--- Passage provided ---


    The pair hoped to honor Earth Day by bringing together two groups more accustomed to conflict than collaboration: environmental activists and local business leaders.

    “We just joked that people were going to be shocked to see us together, and we wondered which of us was going out on more of a limb,” Ms. Ross said. “We were on opposite ends of the spectrum of environment and business, but we could still work together.”

    The ensuing council legislation, approved a month after Earth Day and signed by then-Mayor John McHugh, pledged to solve local environmental problems and to maintain “a healthy environment as well as a healthy economy.”

    Nearly three decades later, neither the mayor’s office nor council has records documenting the board’s work, city officials said.

    Interviews with former board members and a report the board submitted to council in 1996 offer a portrait of an active and ambitious local commission that sometimes had to battle for political influence.

    In the early 1990s, the board adjudicated a long-running dispute between supporters and opponents of the Buckeye Basin Greenbelt Parkway, said Elliot Tramer, a former environmental science professor at the University of Toledo and the board’s inaugural chairman.

    It also helped convince the Ohio Environmental Protection Agency to raise Toledo’s air-quality rating, increased awareness about water-related issues, and successfully advocated for a zoning ordinance that paved the way for construction on former industrial sites, according to the 1996 report.

    Reviewing environmental issues and getting them before council was not a common occurrence at the time, said Kurt Erichsen, a civic engineer who served on the board in the mid-1990s.

    The report also details frustration with City Hall. It called for “more formal” communication with the mayor, and requested the city document its responses to board recommendations through follow up reports.

    “It was a mixed bag,” Mr. Tramer said. “There were some things where we were [listened to] and some things where you said, ‘that wasn’t what they wanted to hear.’”

    Leaders unimpressed

    The board’s work did not make a lasting impression on city leaders over the decades.

    Carty Finkbeiner — a councilman when the board was established and the mayor from 1994 to 2002 and 2006 to 2010 — said he does not remember meeting the board or reading its reports.

    “It’s almost a cliche type of a name,” Mr. Finkbeiner said. “Who was the chairman?”

    Mr. Finkbeiner is not alone in his fuzzy recollection. Most of the nine former members interviewed remembered little about the board, aside from the fact they once served on it.

---

# Your tasks
#1 In the article on Toledo's environmental board, who served as the board's inaugural chairman?
#2 Continue the article on Toledo's environmental board from its last sentence.

--- Data supplied ---

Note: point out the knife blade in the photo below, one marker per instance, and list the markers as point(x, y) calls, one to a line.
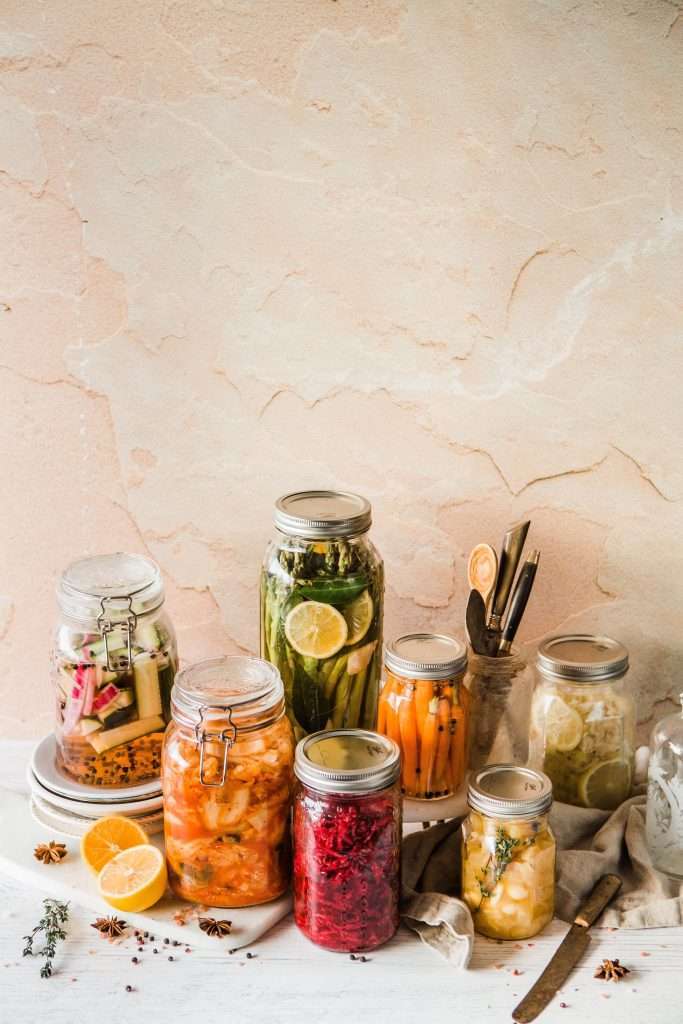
point(513, 542)
point(569, 951)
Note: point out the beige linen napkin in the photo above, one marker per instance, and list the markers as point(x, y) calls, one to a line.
point(589, 843)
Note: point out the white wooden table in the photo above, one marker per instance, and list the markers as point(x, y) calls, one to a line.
point(290, 980)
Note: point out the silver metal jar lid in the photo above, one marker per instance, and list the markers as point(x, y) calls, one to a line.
point(245, 691)
point(323, 514)
point(353, 761)
point(113, 586)
point(510, 793)
point(426, 655)
point(583, 657)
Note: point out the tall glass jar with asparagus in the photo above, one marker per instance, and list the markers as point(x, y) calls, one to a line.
point(322, 603)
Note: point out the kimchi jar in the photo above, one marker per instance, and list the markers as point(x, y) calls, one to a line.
point(423, 707)
point(114, 662)
point(227, 781)
point(347, 827)
point(508, 862)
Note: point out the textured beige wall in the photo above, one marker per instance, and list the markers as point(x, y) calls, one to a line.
point(429, 250)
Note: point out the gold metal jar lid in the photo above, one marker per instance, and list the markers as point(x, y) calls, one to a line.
point(510, 793)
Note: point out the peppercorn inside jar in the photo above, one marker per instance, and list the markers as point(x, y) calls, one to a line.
point(508, 853)
point(583, 720)
point(114, 662)
point(322, 599)
point(227, 782)
point(347, 826)
point(423, 707)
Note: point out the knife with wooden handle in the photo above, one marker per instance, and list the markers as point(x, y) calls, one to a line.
point(569, 951)
point(513, 542)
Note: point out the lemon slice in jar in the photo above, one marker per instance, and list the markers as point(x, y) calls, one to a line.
point(315, 630)
point(564, 726)
point(606, 784)
point(358, 615)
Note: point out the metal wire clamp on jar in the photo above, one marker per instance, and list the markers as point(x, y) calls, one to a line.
point(424, 709)
point(114, 664)
point(583, 720)
point(227, 781)
point(508, 855)
point(347, 828)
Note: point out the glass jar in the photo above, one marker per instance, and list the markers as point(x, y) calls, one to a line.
point(423, 708)
point(665, 796)
point(347, 829)
point(322, 597)
point(114, 662)
point(508, 862)
point(227, 782)
point(583, 720)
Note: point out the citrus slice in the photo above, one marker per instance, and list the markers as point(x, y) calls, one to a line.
point(564, 726)
point(315, 630)
point(134, 880)
point(606, 784)
point(358, 615)
point(108, 837)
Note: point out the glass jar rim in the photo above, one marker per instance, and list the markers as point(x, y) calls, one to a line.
point(323, 514)
point(247, 691)
point(510, 793)
point(347, 761)
point(112, 586)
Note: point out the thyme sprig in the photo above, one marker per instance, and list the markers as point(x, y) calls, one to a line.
point(55, 914)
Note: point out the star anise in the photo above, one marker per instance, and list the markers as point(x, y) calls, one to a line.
point(112, 927)
point(213, 927)
point(50, 853)
point(611, 971)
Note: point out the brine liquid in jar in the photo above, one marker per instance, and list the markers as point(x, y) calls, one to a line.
point(423, 707)
point(114, 663)
point(347, 829)
point(508, 852)
point(227, 783)
point(583, 720)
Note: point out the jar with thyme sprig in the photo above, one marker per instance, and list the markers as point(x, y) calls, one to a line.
point(508, 862)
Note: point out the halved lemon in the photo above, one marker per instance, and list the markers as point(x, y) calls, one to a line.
point(564, 726)
point(108, 837)
point(134, 880)
point(605, 785)
point(315, 630)
point(358, 615)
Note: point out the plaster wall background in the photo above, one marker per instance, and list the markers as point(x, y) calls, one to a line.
point(426, 250)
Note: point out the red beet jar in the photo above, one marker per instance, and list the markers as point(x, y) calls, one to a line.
point(347, 829)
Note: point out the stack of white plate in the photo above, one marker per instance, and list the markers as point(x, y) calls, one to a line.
point(70, 807)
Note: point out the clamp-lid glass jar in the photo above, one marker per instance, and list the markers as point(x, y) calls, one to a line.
point(508, 862)
point(583, 720)
point(347, 826)
point(322, 598)
point(113, 665)
point(227, 782)
point(423, 708)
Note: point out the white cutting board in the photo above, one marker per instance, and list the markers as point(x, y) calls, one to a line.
point(72, 880)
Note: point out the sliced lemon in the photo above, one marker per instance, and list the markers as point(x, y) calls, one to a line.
point(315, 630)
point(134, 880)
point(358, 615)
point(606, 784)
point(108, 837)
point(564, 726)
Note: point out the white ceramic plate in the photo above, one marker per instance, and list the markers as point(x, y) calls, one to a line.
point(46, 770)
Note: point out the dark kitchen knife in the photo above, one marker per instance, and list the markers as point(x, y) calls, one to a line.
point(520, 596)
point(513, 543)
point(569, 951)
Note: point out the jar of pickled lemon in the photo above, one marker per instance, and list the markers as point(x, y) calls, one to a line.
point(508, 862)
point(583, 720)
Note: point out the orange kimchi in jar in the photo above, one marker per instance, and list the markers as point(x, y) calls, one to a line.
point(227, 781)
point(423, 707)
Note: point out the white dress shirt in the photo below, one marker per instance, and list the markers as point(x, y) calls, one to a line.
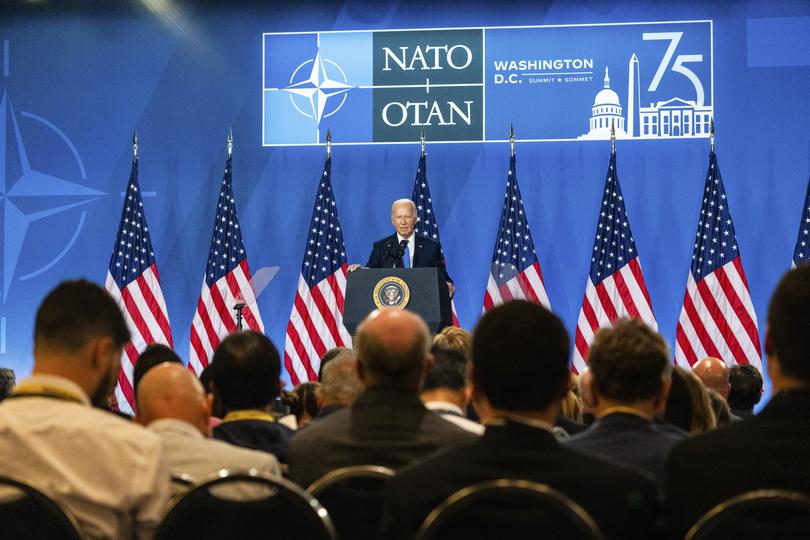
point(453, 413)
point(189, 453)
point(411, 245)
point(108, 472)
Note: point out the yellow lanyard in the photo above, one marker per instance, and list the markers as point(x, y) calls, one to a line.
point(248, 414)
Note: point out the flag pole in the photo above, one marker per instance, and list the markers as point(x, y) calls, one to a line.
point(612, 138)
point(511, 139)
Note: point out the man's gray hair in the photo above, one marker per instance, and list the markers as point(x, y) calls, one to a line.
point(340, 384)
point(400, 202)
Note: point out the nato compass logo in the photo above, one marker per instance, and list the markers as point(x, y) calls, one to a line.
point(29, 196)
point(318, 88)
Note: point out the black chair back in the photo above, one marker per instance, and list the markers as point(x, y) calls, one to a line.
point(245, 506)
point(354, 498)
point(507, 508)
point(765, 514)
point(26, 512)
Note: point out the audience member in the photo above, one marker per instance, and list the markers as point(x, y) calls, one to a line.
point(768, 451)
point(153, 355)
point(302, 403)
point(246, 380)
point(522, 345)
point(688, 406)
point(110, 473)
point(330, 355)
point(746, 389)
point(7, 382)
point(387, 425)
point(172, 403)
point(340, 385)
point(631, 375)
point(446, 391)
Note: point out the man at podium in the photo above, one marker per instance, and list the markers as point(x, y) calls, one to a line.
point(405, 248)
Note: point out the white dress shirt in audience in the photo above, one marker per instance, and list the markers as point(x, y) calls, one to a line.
point(453, 413)
point(189, 453)
point(109, 472)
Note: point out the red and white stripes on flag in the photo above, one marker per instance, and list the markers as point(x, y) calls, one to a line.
point(316, 318)
point(515, 272)
point(133, 282)
point(226, 283)
point(615, 287)
point(717, 318)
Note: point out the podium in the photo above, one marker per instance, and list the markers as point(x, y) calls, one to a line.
point(420, 290)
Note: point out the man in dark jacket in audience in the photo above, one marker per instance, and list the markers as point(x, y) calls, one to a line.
point(523, 345)
point(630, 378)
point(246, 381)
point(387, 425)
point(767, 451)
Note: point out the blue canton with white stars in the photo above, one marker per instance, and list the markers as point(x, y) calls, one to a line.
point(325, 250)
point(514, 250)
point(614, 245)
point(227, 249)
point(133, 252)
point(801, 255)
point(715, 241)
point(425, 218)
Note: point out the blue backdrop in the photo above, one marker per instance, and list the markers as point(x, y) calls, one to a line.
point(78, 80)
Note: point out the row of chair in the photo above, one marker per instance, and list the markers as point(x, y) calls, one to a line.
point(347, 504)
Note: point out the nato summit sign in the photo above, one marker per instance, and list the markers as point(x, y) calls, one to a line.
point(649, 80)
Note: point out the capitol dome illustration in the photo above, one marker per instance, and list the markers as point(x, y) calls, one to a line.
point(606, 109)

---

# Task-by-task outputs
#1 Elliot Tramer, a former environmental science professor at the University of Toledo.

#2
    “He couldn’t remember a meeting,” said a spokesman for Lucas County Commission President Peter Gerken, a board member in the early 2000s. “He has no recollection of that board.”

    The board has been entirely vacant since 2007. It’s one of several bodies, including the Arts Commission of Greater Toledo and the Toledo Youth Commission, that will remain inactive unless the city recruits new members this summer.

    Tom Kovacik, a former chief operating officer for the city who served on the board in the 2000s, said he “can’t explain” why the board is not more active now than it was in the past.

    City Law Director Adam Loukx said he does not know why the board stopped meeting in the mid-2000s. But in recent years, he said, the city has struggled to keep many of its boards and commissions populated.

    “There are only so many people who will volunteer,” Mr. Loukx said. “As time goes by, it’s harder and harder to get the people.”

    Under former Mayor Mike Bell, the city officially disbanded several vacant boards and commissions, including the Toledo Athletic Commission and the Downtown Toledo Community Board.

    As of early July, no one had applied to join the Mayor’s Environmental Advisory Board, Ms. Schroeder said. There have been applications to several other boards.

    For Ms. Ross, whatever its ultimate fate — an unlikely revival or a place in the municipal dustheap — the board deserves to go down in city history as an example of evenhanded discussion during a partisan age.

    “It was part of a long trend toward greater environmental awareness,” Ms. Ross said. “It was useful in helping us to establish working relationships between people with very different points of view. That’s always a good thing.”